Given problem A:
Copy out the forum thread word for word, from start to finish.

Source text:

# Thank you! I have such admiration for you all



## sandyman (Dec 2, 2014)

After finding out that I need to have IVF to have a chance at having my own child, I went through many different emotions, most of which I'm sure no one here is a stranger to - Shock, anger, depression, frustration and so on. 

But today, whilst folding sheets I realised something, I am actually so very luck, to be part of a group of such strong, powerful and brave women! I have such admiration for each and everyone of you, all going through your own unique journey, finding your own way through, and still managing to find time and effort to help and support those around you, and I am so proud to find myself part of this group

I am so grateful that there is a community like this out there 

I just thought all of you should be told how wonderful, caring and strong you are. 

I include the men in this as well BTW! 

Good luck to everyone! 

Amy xx


----------



## Lilly83 (Jan 19, 2012)

What a lovely post 

I 100% agree with you too! 

Thanks for posting this 

L x


----------



## jenni01 (Oct 15, 2010)

How very thoughtful of you to say that 
Good luck to you on your journey


----------



## 2nd time lucky (Jul 6, 2014)

Right back at ya mysteryminx x x


----------



## MrsGorilla (Dec 12, 2013)

Super lovely post 
Hugs all round   we're quite a special bunch


----------



## swanlake (Nov 7, 2012)

Fab little post mysteryminx

Easy to forget what we are all going through one way and another and your words have given me a little lift!

Good luck to everyone

Xxx


----------



## Handstitchedmum (Mar 24, 2013)

Thanks for the positivity. FF is a lovely place full of kind, understanding and supportive people. Yourself included!


----------



## Musicwife (Nov 20, 2014)

What a lovely post. I totally agree! And by posting such a lovely comment, you have shown just how strong and supportive you are too - you have made a lot of people feel good.   

Sending you lots of luck for your treatment xx


----------



## Pudding34 (May 13, 2013)

Mysteryminx

Such a lovely lovely post, by posting this you have given a big lift to many of the ladies on here, me included!

Given problem B:
In the records, reproduce everything from the line that contains "Isolate man's head" down to the line that contains "[98,133,117,149]", with both of those lines included, and copy nothing else.

Data for this exercise:
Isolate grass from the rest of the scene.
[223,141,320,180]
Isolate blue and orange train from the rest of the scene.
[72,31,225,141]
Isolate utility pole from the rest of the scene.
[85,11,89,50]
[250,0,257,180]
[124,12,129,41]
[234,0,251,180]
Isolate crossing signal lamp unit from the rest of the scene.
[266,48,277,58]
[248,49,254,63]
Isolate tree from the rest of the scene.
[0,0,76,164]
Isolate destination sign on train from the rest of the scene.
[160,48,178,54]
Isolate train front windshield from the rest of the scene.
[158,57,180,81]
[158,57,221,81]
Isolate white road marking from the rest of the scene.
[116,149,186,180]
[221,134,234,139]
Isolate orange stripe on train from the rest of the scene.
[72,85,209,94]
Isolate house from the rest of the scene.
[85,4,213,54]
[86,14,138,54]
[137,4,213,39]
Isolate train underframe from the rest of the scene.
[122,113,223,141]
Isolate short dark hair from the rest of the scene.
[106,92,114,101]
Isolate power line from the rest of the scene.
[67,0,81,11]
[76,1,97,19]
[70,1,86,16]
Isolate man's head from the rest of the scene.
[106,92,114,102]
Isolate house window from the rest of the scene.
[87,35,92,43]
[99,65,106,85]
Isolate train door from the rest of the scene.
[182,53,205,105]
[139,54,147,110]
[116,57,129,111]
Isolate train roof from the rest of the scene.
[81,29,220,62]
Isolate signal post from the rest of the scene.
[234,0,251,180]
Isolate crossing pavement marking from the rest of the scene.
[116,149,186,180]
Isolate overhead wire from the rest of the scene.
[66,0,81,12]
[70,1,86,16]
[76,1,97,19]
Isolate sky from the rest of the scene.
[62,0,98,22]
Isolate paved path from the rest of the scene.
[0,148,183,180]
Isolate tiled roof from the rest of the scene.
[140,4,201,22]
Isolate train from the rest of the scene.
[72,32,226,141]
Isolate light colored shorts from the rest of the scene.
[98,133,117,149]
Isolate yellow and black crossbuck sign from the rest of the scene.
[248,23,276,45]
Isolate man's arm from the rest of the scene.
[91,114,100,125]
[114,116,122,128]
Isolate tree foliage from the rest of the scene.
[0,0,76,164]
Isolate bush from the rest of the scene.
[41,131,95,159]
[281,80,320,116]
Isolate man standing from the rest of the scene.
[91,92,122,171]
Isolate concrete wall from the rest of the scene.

Written reply A:
# Thank you! I have such admiration for you all



## sandyman (Dec 2, 2014)

After finding out that I need to have IVF to have a chance at having my own child, I went through many different emotions, most of which I'm sure no one here is a stranger to - Shock, anger, depression, frustration and so on. 

But today, whilst folding sheets I realised something, I am actually so very luck, to be part of a group of such strong, powerful and brave women! I have such admiration for each and everyone of you, all going through your own unique journey, finding your own way through, and still managing to find time and effort to help and support those around you, and I am so proud to find myself part of this group

I am so grateful that there is a community like this out there 

I just thought all of you should be told how wonderful, caring and strong you are. 

I include the men in this as well BTW! 

Good luck to everyone! 

Amy xx


----------



## Lilly83 (Jan 19, 2012)

What a lovely post 

I 100% agree with you too! 

Thanks for posting this 

L x


----------



## jenni01 (Oct 15, 2010)

How very thoughtful of you to say that 
Good luck to you on your journey


----------



## 2nd time lucky (Jul 6, 2014)

Right back at ya mysteryminx x x


----------



## MrsGorilla (Dec 12, 2013)

Super lovely post 
Hugs all round   we're quite a special bunch


----------



## swanlake (Nov 7, 2012)

Fab little post mysteryminx

Easy to forget what we are all going through one way and another and your words have given me a little lift!

Good luck to everyone

Xxx


----------



## Handstitchedmum (Mar 24, 2013)

Thanks for the positivity. FF is a lovely place full of kind, understanding and supportive people. Yourself included!


----------



## Musicwife (Nov 20, 2014)

What a lovely post. I totally agree! And by posting such a lovely comment, you have shown just how strong and supportive you are too - you have made a lot of people feel good.   

Sending you lots of luck for your treatment xx


----------



## Pudding34 (May 13, 2013)

Mysteryminx

Such a lovely lovely post, by posting this you have given a big lift to many of the ladies on here, me included!

Written reply B:
Isolate man's head from the rest of the scene.
[106,92,114,102]
Isolate house window from the rest of the scene.
[87,35,92,43]
[99,65,106,85]
Isolate train door from the rest of the scene.
[182,53,205,105]
[139,54,147,110]
[116,57,129,111]
Isolate train roof from the rest of the scene.
[81,29,220,62]
Isolate signal post from the rest of the scene.
[234,0,251,180]
Isolate crossing pavement marking from the rest of the scene.
[116,149,186,180]
Isolate overhead wire from the rest of the scene.
[66,0,81,12]
[70,1,86,16]
[76,1,97,19]
Isolate sky from the rest of the scene.
[62,0,98,22]
Isolate paved path from the rest of the scene.
[0,148,183,180]
Isolate tiled roof from the rest of the scene.
[140,4,201,22]
Isolate train from the rest of the scene.
[72,32,226,141]
Isolate light colored shorts from the rest of the scene.
[98,133,117,149]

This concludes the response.